Material:
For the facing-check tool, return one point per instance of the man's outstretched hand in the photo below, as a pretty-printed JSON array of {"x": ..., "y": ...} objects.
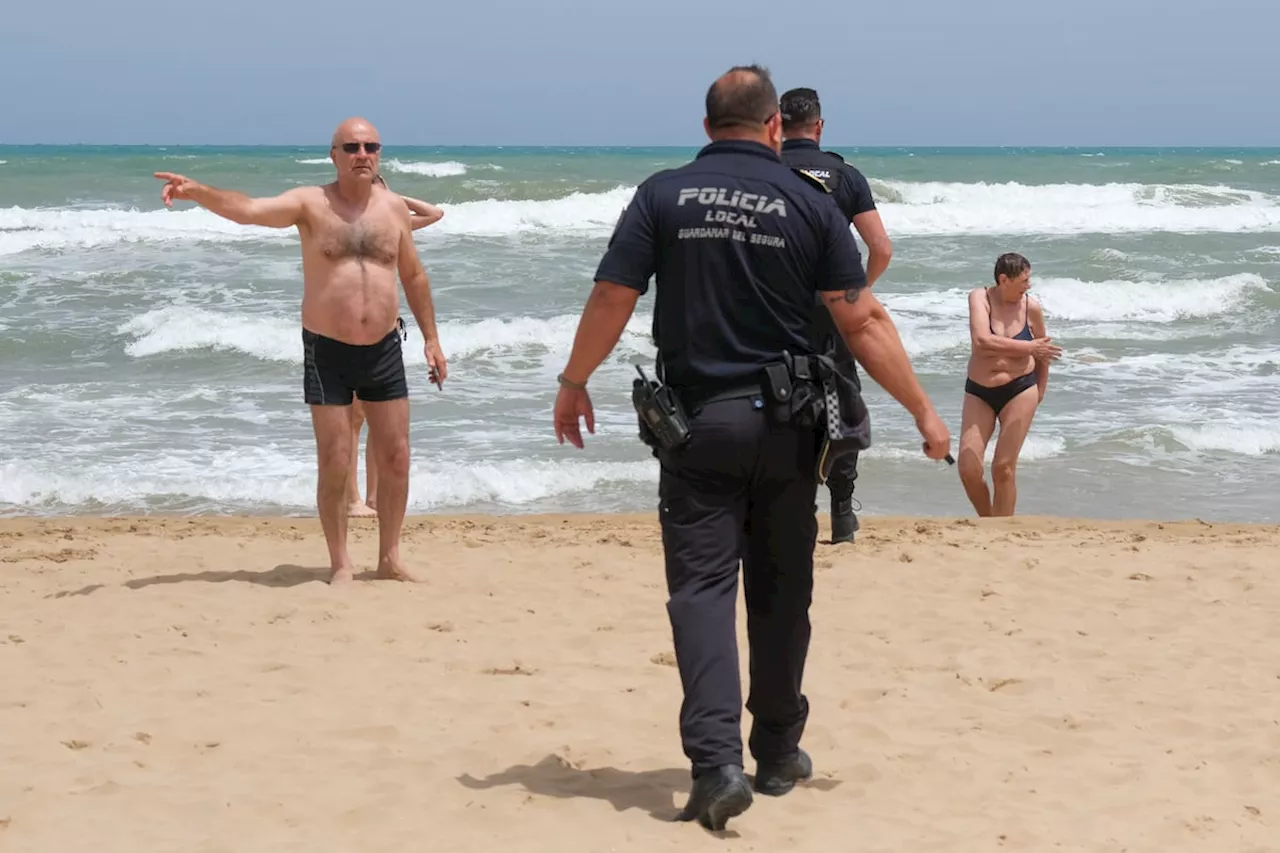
[
  {"x": 176, "y": 187},
  {"x": 572, "y": 404}
]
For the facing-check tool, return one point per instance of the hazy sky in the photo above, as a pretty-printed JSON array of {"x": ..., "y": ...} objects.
[{"x": 576, "y": 72}]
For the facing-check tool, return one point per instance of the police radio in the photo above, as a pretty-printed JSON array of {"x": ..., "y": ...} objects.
[{"x": 661, "y": 413}]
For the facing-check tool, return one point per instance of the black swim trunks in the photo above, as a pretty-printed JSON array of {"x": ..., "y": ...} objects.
[{"x": 333, "y": 372}]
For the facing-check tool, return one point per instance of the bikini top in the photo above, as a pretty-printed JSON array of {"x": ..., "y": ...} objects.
[{"x": 1025, "y": 334}]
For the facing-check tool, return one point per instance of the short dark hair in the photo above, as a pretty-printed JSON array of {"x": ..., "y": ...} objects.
[
  {"x": 800, "y": 106},
  {"x": 1011, "y": 264},
  {"x": 743, "y": 96}
]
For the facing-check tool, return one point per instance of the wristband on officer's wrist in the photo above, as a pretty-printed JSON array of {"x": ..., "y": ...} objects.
[{"x": 568, "y": 383}]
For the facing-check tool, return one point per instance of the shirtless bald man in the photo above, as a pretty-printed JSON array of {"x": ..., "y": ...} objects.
[{"x": 355, "y": 237}]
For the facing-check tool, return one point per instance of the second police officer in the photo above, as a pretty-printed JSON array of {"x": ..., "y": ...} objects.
[
  {"x": 737, "y": 243},
  {"x": 801, "y": 141}
]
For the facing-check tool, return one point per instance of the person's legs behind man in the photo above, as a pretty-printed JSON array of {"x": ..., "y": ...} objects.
[{"x": 840, "y": 487}]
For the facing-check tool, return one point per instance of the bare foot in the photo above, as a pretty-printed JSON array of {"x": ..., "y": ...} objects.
[{"x": 391, "y": 569}]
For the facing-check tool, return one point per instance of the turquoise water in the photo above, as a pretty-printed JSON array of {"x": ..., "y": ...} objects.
[{"x": 150, "y": 359}]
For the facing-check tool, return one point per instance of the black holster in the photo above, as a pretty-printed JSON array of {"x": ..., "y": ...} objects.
[{"x": 813, "y": 392}]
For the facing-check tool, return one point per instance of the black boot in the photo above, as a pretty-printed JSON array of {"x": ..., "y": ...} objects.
[
  {"x": 775, "y": 779},
  {"x": 717, "y": 796},
  {"x": 844, "y": 520}
]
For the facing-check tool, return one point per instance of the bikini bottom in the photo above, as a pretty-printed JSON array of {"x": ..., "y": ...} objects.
[{"x": 1000, "y": 396}]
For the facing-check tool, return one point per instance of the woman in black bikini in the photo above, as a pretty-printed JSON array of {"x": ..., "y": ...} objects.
[{"x": 1008, "y": 375}]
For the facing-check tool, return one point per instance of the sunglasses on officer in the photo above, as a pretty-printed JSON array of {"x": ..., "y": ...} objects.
[{"x": 353, "y": 147}]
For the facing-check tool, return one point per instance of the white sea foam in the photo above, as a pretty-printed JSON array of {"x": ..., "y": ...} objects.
[
  {"x": 1074, "y": 300},
  {"x": 935, "y": 208},
  {"x": 62, "y": 228},
  {"x": 447, "y": 169},
  {"x": 278, "y": 338},
  {"x": 268, "y": 475},
  {"x": 909, "y": 209}
]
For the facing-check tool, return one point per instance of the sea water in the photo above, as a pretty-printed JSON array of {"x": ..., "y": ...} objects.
[{"x": 150, "y": 359}]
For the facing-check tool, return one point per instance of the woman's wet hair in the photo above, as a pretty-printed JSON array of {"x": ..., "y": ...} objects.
[{"x": 1011, "y": 264}]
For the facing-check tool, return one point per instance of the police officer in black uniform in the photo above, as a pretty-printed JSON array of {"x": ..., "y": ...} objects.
[
  {"x": 801, "y": 141},
  {"x": 739, "y": 243}
]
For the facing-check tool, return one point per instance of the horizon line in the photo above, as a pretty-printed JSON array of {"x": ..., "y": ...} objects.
[{"x": 828, "y": 144}]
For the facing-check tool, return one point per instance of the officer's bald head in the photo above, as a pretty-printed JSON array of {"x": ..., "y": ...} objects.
[
  {"x": 801, "y": 113},
  {"x": 744, "y": 104}
]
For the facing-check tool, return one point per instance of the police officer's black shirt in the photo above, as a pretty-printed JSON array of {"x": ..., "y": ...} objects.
[
  {"x": 848, "y": 185},
  {"x": 854, "y": 196},
  {"x": 739, "y": 245}
]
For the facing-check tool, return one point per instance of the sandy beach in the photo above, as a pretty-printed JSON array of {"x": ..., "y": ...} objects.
[{"x": 1028, "y": 684}]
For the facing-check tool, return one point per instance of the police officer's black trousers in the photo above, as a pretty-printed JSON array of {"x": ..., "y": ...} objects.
[
  {"x": 741, "y": 489},
  {"x": 844, "y": 470}
]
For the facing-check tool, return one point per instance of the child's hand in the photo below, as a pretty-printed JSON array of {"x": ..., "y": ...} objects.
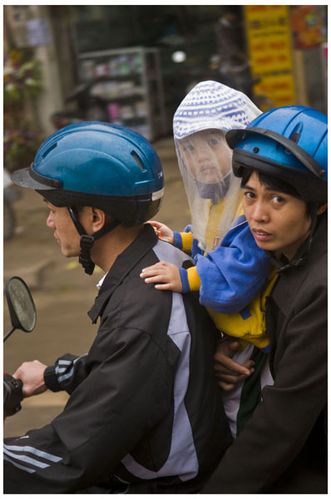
[
  {"x": 165, "y": 274},
  {"x": 162, "y": 231}
]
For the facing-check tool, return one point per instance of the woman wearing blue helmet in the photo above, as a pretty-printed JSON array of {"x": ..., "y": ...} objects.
[{"x": 282, "y": 160}]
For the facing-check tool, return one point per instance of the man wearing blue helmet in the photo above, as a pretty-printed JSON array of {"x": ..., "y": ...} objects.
[
  {"x": 144, "y": 413},
  {"x": 281, "y": 158}
]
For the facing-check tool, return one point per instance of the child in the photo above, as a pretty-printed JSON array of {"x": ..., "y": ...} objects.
[{"x": 230, "y": 275}]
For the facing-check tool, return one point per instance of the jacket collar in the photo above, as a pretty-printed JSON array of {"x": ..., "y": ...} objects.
[{"x": 122, "y": 266}]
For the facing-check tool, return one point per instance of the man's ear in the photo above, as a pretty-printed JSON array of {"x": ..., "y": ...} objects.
[
  {"x": 98, "y": 219},
  {"x": 322, "y": 209}
]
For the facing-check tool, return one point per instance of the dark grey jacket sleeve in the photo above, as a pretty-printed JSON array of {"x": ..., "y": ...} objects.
[{"x": 106, "y": 416}]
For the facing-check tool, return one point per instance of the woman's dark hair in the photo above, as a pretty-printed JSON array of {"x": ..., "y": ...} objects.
[
  {"x": 274, "y": 183},
  {"x": 279, "y": 185}
]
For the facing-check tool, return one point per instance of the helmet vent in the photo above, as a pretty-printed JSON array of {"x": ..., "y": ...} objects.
[
  {"x": 295, "y": 135},
  {"x": 46, "y": 153},
  {"x": 138, "y": 160}
]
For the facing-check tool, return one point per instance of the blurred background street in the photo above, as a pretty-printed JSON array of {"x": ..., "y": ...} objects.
[{"x": 130, "y": 65}]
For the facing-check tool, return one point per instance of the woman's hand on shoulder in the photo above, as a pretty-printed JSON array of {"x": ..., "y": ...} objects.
[{"x": 162, "y": 231}]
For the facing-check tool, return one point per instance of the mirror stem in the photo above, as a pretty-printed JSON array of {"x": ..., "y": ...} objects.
[{"x": 8, "y": 334}]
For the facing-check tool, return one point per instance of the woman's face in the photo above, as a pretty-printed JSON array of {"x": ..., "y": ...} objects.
[
  {"x": 207, "y": 156},
  {"x": 279, "y": 222}
]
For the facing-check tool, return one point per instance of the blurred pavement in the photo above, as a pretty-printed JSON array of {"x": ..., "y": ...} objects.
[{"x": 62, "y": 292}]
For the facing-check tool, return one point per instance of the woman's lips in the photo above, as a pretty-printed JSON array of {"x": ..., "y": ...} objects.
[{"x": 261, "y": 235}]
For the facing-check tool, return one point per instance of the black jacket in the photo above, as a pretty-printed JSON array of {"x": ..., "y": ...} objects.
[
  {"x": 282, "y": 448},
  {"x": 144, "y": 406}
]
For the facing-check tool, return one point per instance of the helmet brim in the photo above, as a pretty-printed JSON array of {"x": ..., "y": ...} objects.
[{"x": 26, "y": 177}]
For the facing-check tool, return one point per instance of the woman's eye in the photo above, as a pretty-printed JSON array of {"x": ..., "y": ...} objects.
[
  {"x": 249, "y": 195},
  {"x": 278, "y": 199}
]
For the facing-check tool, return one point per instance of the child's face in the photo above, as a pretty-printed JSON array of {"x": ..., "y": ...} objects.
[{"x": 207, "y": 156}]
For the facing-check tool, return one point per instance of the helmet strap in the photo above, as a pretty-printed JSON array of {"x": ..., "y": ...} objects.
[{"x": 87, "y": 241}]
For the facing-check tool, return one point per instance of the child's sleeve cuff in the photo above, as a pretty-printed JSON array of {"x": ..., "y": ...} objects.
[
  {"x": 178, "y": 240},
  {"x": 193, "y": 279}
]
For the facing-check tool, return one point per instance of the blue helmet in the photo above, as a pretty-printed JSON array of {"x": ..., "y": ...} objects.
[
  {"x": 101, "y": 165},
  {"x": 289, "y": 143}
]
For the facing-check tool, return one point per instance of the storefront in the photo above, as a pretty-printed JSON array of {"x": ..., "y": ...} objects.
[{"x": 146, "y": 57}]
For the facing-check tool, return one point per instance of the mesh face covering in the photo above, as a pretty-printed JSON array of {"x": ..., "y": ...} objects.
[{"x": 208, "y": 111}]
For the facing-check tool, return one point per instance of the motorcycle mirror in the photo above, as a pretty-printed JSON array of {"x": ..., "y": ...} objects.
[{"x": 21, "y": 306}]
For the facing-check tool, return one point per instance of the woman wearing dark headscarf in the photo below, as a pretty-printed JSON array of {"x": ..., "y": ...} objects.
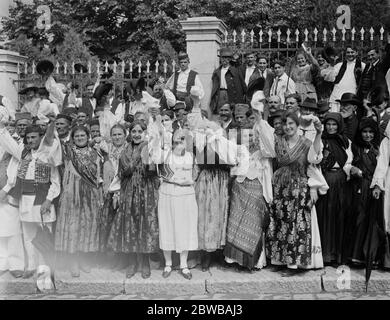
[
  {"x": 134, "y": 231},
  {"x": 331, "y": 207},
  {"x": 365, "y": 151},
  {"x": 81, "y": 200}
]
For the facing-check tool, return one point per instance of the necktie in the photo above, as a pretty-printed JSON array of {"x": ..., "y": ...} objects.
[{"x": 276, "y": 87}]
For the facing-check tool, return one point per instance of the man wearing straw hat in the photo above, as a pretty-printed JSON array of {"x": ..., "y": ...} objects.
[
  {"x": 346, "y": 77},
  {"x": 181, "y": 82},
  {"x": 228, "y": 83}
]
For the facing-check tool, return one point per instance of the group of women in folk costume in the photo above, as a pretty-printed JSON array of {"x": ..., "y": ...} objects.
[{"x": 164, "y": 191}]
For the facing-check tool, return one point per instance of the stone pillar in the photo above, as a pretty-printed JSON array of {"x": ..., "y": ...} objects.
[
  {"x": 9, "y": 73},
  {"x": 204, "y": 38}
]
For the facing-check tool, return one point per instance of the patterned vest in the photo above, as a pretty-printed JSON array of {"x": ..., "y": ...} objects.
[{"x": 39, "y": 186}]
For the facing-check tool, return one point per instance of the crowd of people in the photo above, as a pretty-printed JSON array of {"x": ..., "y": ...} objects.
[{"x": 287, "y": 170}]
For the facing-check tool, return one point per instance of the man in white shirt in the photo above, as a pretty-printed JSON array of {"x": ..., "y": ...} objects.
[
  {"x": 267, "y": 74},
  {"x": 34, "y": 184},
  {"x": 253, "y": 79},
  {"x": 117, "y": 107},
  {"x": 345, "y": 76},
  {"x": 166, "y": 98},
  {"x": 282, "y": 85},
  {"x": 181, "y": 81}
]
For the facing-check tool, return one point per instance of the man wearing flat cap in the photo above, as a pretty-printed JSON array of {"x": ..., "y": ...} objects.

Problem description: Go back to the data above and please quote exactly, and only, the lines from the line with "man in white" through its last line.

Exercise result:
For the facing-check tool, return one point per instance of the man in white shirt in the photo above, as a pretty-printed JSON array of {"x": ..., "y": ...} objects.
[
  {"x": 267, "y": 74},
  {"x": 34, "y": 184},
  {"x": 253, "y": 79},
  {"x": 117, "y": 107},
  {"x": 345, "y": 76},
  {"x": 166, "y": 98},
  {"x": 282, "y": 85},
  {"x": 181, "y": 81}
]
For the facing-check tool, return one point per instance of the man wearing flat cap in the photo above, as a pretty-printed JSON array of {"x": ..., "y": ...} objects.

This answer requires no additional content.